§ Your objective: Translate this sentence from the forum thread into Spanish: "You need a fluorescent vest for each occupant of your vehicle and a spare set of bulbs as well as your warning triangle."

[Text Boundary: Start]

# Anything else?



## suneye (Jul 10, 2021)

Have my digital covid pass and paper one ordered!  Ordered my new uk stickers for number plate and van.  Taken out all meat and dairy products.  Passport renewed.  What else?  anyone travelled in the EU in the last month or so?  What was your experience?


----------



## Tookey (Jul 10, 2021)

Think some countries require 1 or sometimes 2 warning triangles and some require a high vis vest, sure there will be a website out there that lists all the car kit required to get past any anti Brit copper having a bad day. Headlights sorted?


----------



## Canalsman (Jul 10, 2021)

The UK stickers are only required from September, can't remember the exact date. Till then you'll need GB stickers.

Edit: 28 September.


----------



## Snapster (Jul 10, 2021)

You need a fluorescent vest for each occupant of your vehicle and a spare set of bulbs as well as your warning triangle. Make sure you have your insurance and licence with you whenever you are driving ( you don’t get a “producer” in France), and drive on the right.

[Text Boundary: End]
[Entries supplied Boundary: Start]

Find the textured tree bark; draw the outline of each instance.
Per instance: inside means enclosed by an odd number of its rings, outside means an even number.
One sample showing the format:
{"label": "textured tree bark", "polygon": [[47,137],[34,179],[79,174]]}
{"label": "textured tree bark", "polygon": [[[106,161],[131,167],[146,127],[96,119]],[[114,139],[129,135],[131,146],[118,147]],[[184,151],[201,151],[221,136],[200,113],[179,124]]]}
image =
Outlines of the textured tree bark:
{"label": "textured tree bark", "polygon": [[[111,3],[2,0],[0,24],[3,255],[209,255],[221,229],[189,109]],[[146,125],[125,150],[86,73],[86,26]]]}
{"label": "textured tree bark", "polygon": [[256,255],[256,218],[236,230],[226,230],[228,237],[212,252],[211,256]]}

[Entries supplied Boundary: End]

§ Response to the task: Necesitas un chaleco fluorescente para cada ocupante de tu vehículo y un juego de bombillas de repuesto, además de tu triángulo de advertencia.